(Natural language region descriptions)
-----

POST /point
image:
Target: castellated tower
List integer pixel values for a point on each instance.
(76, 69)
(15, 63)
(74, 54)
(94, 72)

-----

All of the data above should be output exactly.

POST /point
image:
Target: castellated tower
List integer pixel values for a point on each instance.
(76, 69)
(15, 63)
(74, 54)
(94, 72)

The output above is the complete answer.